Source passage
--- START ---
The ties that bind these black and gifted people who are featured in its pages are that they do not see and have never seen themselves as victims. Blackness, in their terms, is a positive state of mind that begins, first, with self-love and, secondly, unavoidably results in defeating the greatest enemy known to man: your personal fears and self-doubt.

They are strong people who possess positive qualities and a deep individual self-consciousness that makes them demand that the world recognise that they don’t just exist but are here for a purpose. They love themselves and appreciate the talents that have been bestowed upon them by their African DNA. They are responsible and determined to be somebody — irrespective of their background — because they know that they are not only the hope but future of this country.

This self-responsibility, these ties are what Cool and Black understands and has re-created and used strategically not only to break the black image out of oppression but highlight and celebrate those gifted and black who have not only been rejected, but overlooked and ignored by the supremacist and capitalist economic system.
--- END ---
Supplied material
--- START ---
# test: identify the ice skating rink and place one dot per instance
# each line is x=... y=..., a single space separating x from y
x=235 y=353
--- END ---
Required work
a) In the passage about Cool and Black, how does the text say the supremacist and capitalist economic system has treated those gifted and black? List every word it uses for this.
b) Quote the passage about Cool and Black starting at "They are strong" and ending at "of this country.".

Outputs by task
a) rejected, overlooked, ignored

b)
They are strong people who possess positive qualities and a deep individual self-consciousness that makes them demand that the world recognise that they don’t just exist but are here for a purpose. They love themselves and appreciate the talents that have been bestowed upon them by their African DNA. They are responsible and determined to be somebody — irrespective of their background — because they know that they are not only the hope but future of this country.